Problem to work on | Exact copy without images: repeat every entry as written.
-=-=-=-=-
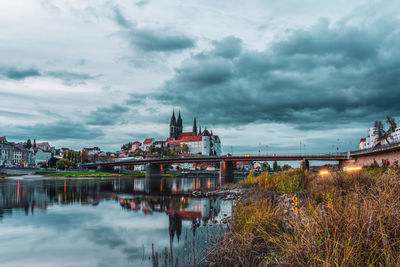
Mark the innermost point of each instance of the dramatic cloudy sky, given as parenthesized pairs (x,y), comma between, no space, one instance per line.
(105,72)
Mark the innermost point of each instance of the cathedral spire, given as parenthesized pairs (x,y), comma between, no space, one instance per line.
(173,130)
(173,120)
(194,127)
(179,123)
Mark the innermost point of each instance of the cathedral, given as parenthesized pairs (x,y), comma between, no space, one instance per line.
(198,141)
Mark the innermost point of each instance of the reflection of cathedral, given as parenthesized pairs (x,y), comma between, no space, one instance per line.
(175,226)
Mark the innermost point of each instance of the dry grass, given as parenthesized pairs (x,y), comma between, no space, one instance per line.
(345,219)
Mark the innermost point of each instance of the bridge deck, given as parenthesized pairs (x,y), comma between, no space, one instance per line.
(188,159)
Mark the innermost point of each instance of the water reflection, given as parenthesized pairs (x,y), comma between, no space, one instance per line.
(113,221)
-=-=-=-=-
Completed task |
Mark the innermost point of each instance of the dramatic cloudy sky, given as parenthesized pairs (x,y), comma between, no space, one instance per line.
(105,72)
Mark the innermost point of each instance of the cathedral spire, given as parenthesized pairs (x,y), comma between, no space, one instance per line.
(173,130)
(173,120)
(194,127)
(179,123)
Mark the innermost point of each instance of the cathedral, given as parenthesized pairs (x,y), comma between, no space, one instance per line.
(198,141)
Mark the innermost point of each instance of the reflection of cathedral, given as parenthesized pairs (x,y), comma between, no space, one instance per line.
(175,226)
Mark the innermost point of each instance of the dry grass, given as parenthesized pairs (x,y), comma between, no space, one instance per line.
(345,219)
Mark the innermost point of each instance of the bridge deck, given as parenthesized pairs (x,y), comma between, no space, one instance per line.
(188,159)
Mark the innermost point of each instance of the water reflection, given as parenthesized pairs (x,y), comma between, no space, one instance per line.
(113,221)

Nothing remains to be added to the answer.